— Start Records shown —
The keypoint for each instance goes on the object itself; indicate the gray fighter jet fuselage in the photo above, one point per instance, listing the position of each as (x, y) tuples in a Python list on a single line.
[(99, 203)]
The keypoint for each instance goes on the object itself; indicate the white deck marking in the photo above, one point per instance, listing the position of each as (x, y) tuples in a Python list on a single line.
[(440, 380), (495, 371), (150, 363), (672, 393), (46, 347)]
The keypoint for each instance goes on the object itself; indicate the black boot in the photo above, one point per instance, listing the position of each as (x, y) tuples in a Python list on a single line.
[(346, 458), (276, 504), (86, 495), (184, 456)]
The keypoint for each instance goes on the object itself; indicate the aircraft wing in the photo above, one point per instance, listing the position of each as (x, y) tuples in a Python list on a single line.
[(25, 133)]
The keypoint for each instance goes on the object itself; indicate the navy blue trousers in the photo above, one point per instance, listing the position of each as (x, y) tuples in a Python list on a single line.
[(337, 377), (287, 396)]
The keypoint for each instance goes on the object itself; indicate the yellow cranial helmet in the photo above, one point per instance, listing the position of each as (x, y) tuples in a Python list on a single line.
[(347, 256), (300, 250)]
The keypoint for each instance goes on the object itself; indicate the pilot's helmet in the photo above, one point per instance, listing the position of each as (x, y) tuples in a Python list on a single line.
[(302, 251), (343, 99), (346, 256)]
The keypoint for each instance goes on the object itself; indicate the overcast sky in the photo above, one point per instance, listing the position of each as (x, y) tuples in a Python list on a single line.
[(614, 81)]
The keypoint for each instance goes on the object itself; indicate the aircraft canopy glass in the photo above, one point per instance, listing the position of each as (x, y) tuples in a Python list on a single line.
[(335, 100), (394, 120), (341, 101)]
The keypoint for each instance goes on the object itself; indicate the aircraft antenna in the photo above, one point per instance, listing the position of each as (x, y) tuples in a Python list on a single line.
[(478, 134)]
— End Records shown —
Copy out the lines of the listing between the line holding "indicate the white" and the line holding "[(347, 256), (300, 250)]", inclusive, keeping them word for word.

- _Answer to the exercise_
The keypoint for each instance goes on the object itself; indicate the white deck marking in the photo above, one point per instance, listing the position of each as (x, y) tuples in a Python list on a single line.
[(440, 380), (495, 371), (150, 363), (672, 393), (46, 347)]
The keypoint for each instance goes on the object itself; indicate the black boot in the photo above, one point per instance, listing the position of each as (x, y) tuples in a Python list on a single line.
[(346, 458), (276, 504), (86, 495), (184, 456)]
The keypoint for each instance goes on the object itself; indicate the aircraft wing in the photo above, one point per instance, listing the position of each as (x, y) tuples in a Python list on a single line.
[(25, 133)]
The keypoint for each instance goes on the object itself; indicate the navy blue trousers in the photo above, one point per instance, listing the position of each as (x, y) tuples in a Python list on a single line.
[(337, 377), (287, 396)]
The keypoint for each instance goes on the object itself; indicate the yellow cranial helmet in the photo above, one point per instance, listing the position of each as (x, y) tuples in a Python list on a single line.
[(347, 256), (300, 250)]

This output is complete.